§ Exercise brief
Copy every one of the records below word for word, keeping each line as it appears.

§ Working data

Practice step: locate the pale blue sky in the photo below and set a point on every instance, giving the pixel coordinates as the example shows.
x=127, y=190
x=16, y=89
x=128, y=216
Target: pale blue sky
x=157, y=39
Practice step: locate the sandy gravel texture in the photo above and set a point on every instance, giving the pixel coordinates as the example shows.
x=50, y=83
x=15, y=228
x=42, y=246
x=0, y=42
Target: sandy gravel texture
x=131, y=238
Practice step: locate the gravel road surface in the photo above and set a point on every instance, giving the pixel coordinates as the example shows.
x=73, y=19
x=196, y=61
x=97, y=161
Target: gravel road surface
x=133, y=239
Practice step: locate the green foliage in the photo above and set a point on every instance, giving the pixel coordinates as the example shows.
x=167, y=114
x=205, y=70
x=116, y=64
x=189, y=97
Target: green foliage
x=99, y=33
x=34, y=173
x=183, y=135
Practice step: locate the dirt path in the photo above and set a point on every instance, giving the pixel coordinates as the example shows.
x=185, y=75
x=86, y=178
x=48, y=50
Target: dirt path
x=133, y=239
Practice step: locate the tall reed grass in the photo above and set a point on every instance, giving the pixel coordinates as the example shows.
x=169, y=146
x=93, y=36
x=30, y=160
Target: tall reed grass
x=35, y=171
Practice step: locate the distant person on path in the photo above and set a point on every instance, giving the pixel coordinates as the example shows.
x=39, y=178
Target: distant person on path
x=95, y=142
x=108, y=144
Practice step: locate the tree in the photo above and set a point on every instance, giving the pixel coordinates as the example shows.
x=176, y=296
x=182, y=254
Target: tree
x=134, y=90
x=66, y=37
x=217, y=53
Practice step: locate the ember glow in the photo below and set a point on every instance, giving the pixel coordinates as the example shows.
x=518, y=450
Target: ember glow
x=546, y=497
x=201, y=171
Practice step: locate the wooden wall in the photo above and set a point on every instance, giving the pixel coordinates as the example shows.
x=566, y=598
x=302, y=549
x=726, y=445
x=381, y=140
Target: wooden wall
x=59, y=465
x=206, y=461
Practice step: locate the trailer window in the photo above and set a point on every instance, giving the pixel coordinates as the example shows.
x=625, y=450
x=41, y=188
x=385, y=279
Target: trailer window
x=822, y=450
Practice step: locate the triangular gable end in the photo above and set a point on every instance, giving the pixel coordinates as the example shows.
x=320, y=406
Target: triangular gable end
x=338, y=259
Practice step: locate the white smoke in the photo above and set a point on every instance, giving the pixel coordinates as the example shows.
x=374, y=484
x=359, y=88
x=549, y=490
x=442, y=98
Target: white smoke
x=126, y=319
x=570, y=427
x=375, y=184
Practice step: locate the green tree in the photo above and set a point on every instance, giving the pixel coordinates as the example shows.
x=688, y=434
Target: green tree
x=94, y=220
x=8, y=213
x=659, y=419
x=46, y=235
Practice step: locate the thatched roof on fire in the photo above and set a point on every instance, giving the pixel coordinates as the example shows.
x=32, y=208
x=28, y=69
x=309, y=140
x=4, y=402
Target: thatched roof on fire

§ Response to the task
Practice step: locate the pale blue sky in the photo below and set a point on every instance, giving the pixel coordinates as the example shows.
x=127, y=190
x=16, y=89
x=128, y=216
Target: pale blue sky
x=157, y=39
Practice step: locate the sandy gravel texture in the photo above and set a point on every instance, giving the pixel coordinates as the example shows.
x=50, y=83
x=15, y=228
x=42, y=246
x=0, y=42
Target: sandy gravel texture
x=131, y=238
Practice step: locate the gravel road surface in the photo above and set a point on every instance, giving the pixel coordinates as the example shows.
x=73, y=19
x=196, y=61
x=97, y=161
Target: gravel road surface
x=133, y=239
Practice step: locate the green foliage in the photo above and set a point on every instance, giving the pixel coordinates as the example shows.
x=167, y=114
x=205, y=70
x=116, y=64
x=189, y=97
Target: green foliage
x=99, y=33
x=34, y=173
x=183, y=135
Practice step: locate the dirt path in the photo above and set a point on every instance, giving the pixel coordinates as the example shows.
x=185, y=75
x=86, y=178
x=48, y=50
Target: dirt path
x=133, y=239
Practice step: locate the tall reed grass in the photo above and set a point on every instance, giving the pixel coordinates as the example shows.
x=169, y=146
x=93, y=36
x=30, y=160
Target: tall reed grass
x=35, y=171
Practice step: locate the distant person on path in the photo above and set a point on every instance, giving the pixel coordinates as the example shows.
x=39, y=178
Target: distant person on path
x=95, y=142
x=108, y=144
Practice step: locate the tree in the photo above and set a point on every instance, giving the pixel coordinates as the example shows.
x=176, y=296
x=182, y=254
Target: tree
x=134, y=90
x=66, y=37
x=217, y=53
Practice step: locate the ember glow in the photo below and set a point on every instance, giving the pixel coordinates as the example shows.
x=518, y=450
Target: ember glow
x=546, y=497
x=201, y=171
Practice step: locate the wooden wall in the photo above and set a point on every instance, giving the pixel coordinates as the example shows.
x=566, y=598
x=302, y=549
x=726, y=445
x=381, y=140
Target: wooden wall
x=59, y=465
x=206, y=461
Practice step: locate the trailer window in the photo above and set a point on every instance, giving the pixel coordinates as the example shows.
x=625, y=450
x=41, y=188
x=385, y=279
Target: trailer window
x=822, y=450
Practice step: locate the triangular gable end in the photo above and set a point on every instance, giving the pixel coordinates as the example shows.
x=320, y=406
Target: triangular gable end
x=338, y=259
Practice step: locate the white smoke in the photo above and set a point on every instance, giving the pixel coordinates as the example shows.
x=374, y=484
x=359, y=88
x=549, y=490
x=442, y=98
Target: white smoke
x=126, y=319
x=570, y=427
x=375, y=184
Practice step: locate the green tree in the photo above and set a point on every instance, giving the pixel coordinates as the example shows.
x=688, y=434
Target: green tree
x=94, y=220
x=8, y=213
x=659, y=419
x=46, y=235
Practice step: locate the thatched roof on fire in the photo above and set a point on every instance, giving the pixel coordinates as the example shows.
x=32, y=208
x=28, y=69
x=309, y=140
x=4, y=402
Target: thatched roof on fire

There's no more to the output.